Detection annotation records:
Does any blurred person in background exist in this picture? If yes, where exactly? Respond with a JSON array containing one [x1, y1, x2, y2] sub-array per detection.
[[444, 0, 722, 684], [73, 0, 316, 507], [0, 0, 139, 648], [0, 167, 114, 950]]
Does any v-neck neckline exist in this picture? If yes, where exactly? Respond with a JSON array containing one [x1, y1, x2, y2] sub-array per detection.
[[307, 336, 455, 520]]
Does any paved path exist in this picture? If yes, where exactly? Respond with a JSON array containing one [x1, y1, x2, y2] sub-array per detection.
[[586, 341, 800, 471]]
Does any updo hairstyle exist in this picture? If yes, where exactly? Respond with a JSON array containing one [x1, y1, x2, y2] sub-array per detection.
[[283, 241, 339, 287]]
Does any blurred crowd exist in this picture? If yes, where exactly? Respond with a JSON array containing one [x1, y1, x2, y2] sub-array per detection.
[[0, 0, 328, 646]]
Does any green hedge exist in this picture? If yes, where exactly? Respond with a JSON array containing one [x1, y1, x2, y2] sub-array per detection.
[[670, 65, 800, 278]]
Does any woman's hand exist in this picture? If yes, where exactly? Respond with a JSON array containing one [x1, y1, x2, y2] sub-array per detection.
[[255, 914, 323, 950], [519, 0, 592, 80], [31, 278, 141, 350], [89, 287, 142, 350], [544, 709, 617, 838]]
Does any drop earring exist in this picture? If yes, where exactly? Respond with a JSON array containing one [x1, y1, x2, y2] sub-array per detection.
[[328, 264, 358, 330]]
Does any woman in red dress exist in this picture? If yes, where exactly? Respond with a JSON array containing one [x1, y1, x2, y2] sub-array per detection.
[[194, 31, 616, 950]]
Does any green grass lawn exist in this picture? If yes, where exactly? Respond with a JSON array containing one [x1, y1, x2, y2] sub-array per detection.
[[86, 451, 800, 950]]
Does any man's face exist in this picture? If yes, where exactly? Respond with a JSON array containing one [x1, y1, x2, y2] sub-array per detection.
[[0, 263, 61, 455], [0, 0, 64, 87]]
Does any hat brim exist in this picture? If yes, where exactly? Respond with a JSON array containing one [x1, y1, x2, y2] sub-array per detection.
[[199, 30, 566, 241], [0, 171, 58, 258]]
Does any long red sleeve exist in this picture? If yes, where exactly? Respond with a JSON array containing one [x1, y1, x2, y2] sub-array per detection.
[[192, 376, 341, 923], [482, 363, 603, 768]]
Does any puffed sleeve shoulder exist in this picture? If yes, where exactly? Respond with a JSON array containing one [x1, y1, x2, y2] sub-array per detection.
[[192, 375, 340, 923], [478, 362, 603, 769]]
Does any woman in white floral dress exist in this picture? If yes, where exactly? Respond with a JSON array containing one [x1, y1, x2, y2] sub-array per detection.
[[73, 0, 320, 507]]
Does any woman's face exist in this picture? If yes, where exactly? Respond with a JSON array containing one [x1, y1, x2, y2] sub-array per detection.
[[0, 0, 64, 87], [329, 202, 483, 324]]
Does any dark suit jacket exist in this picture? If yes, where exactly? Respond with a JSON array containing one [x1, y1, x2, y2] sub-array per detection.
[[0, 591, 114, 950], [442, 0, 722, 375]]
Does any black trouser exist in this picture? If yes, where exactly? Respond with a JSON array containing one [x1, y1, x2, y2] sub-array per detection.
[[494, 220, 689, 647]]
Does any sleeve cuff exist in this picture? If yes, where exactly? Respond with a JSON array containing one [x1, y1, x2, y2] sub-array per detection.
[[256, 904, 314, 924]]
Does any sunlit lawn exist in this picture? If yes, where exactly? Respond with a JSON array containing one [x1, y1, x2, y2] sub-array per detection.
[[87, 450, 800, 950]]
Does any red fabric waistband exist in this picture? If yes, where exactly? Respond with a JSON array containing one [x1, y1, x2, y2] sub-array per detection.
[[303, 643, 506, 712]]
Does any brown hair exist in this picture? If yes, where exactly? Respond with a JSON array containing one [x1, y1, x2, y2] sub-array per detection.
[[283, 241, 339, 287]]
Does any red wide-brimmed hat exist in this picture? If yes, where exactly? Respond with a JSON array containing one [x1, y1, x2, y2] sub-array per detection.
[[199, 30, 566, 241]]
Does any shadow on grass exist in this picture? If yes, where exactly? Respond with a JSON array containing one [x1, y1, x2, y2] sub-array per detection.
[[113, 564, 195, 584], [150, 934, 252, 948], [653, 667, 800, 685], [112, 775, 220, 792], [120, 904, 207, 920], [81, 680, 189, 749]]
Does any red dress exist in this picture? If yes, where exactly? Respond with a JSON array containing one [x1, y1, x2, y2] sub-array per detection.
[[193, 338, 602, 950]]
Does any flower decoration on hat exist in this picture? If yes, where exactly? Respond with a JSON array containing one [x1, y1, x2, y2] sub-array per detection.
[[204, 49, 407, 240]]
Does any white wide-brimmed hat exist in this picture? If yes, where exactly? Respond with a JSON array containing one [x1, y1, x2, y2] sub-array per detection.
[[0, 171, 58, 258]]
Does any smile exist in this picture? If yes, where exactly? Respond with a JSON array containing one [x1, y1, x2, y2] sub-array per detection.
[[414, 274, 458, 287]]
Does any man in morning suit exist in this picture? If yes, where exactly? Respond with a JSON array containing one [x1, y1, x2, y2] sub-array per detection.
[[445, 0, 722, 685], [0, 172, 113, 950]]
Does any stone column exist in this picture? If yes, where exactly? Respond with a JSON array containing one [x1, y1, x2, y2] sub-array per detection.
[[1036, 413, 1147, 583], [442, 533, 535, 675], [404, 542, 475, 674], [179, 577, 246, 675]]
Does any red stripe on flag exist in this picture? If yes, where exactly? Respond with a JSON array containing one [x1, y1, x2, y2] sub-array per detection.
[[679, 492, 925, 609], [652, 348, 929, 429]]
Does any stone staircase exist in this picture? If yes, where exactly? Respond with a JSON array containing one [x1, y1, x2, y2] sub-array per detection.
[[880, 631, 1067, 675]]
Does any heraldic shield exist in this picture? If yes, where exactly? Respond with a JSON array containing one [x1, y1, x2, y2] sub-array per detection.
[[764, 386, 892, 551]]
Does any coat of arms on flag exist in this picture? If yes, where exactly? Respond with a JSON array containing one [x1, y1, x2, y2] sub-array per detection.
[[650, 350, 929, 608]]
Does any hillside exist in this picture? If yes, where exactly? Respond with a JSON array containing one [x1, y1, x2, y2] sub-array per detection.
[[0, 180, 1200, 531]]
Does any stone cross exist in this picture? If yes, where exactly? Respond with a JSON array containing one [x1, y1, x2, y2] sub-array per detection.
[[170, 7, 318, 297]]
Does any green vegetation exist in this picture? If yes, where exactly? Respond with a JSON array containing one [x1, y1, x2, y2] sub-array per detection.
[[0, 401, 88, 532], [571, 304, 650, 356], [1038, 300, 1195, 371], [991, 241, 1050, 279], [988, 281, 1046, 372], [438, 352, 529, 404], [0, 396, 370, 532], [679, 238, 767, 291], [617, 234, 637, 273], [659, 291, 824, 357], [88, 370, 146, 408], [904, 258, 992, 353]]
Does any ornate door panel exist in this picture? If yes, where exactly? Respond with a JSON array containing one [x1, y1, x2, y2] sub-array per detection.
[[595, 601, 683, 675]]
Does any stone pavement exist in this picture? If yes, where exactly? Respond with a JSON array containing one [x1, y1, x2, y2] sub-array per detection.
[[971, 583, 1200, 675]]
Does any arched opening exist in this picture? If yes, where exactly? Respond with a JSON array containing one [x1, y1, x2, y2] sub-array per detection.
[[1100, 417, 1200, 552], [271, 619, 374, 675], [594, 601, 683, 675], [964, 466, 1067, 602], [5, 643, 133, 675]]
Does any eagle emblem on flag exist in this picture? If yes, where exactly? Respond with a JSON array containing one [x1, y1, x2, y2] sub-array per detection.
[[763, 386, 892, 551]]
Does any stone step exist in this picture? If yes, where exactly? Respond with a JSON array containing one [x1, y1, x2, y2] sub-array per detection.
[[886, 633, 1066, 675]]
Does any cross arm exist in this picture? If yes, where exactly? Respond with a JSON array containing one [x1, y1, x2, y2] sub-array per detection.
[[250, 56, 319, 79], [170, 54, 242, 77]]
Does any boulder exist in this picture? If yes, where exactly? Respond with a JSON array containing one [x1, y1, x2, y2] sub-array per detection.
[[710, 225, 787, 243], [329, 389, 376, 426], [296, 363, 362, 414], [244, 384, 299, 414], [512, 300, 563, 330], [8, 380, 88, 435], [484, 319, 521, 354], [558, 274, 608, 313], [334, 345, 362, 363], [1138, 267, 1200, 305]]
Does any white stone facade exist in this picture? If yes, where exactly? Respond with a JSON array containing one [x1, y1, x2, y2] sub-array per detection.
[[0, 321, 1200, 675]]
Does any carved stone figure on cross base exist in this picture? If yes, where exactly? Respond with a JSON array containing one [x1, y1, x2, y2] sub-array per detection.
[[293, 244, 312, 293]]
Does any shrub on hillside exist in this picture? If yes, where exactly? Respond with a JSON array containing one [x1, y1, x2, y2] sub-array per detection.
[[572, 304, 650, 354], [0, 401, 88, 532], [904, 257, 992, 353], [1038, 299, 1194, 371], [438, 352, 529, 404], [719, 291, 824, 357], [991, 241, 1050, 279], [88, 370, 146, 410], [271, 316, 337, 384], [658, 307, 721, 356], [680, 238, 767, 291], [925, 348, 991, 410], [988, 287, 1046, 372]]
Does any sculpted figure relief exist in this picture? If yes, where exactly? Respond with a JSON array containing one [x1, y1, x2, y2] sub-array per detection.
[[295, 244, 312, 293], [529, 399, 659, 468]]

◆ **THE PROBLEM**:
Return every line above, unchanged, from the line containing "Does any shadow" down to the line containing "[[193, 338, 602, 950]]", both included.

◆ **TASK SOLUTION**:
Does any shadow on grass exist in this picture? If yes, where exactly? Respond with a JSON array containing one [x1, y1, x2, y2] sub-array per detection.
[[113, 564, 195, 584], [150, 934, 252, 948], [653, 667, 800, 685], [112, 775, 220, 792], [120, 904, 207, 920], [81, 680, 189, 749]]
Does any red dress exist in this picture? If yes, where exactly? Respond with a JSON array containing one [x1, y1, x2, y2] sub-array per detection.
[[193, 338, 602, 950]]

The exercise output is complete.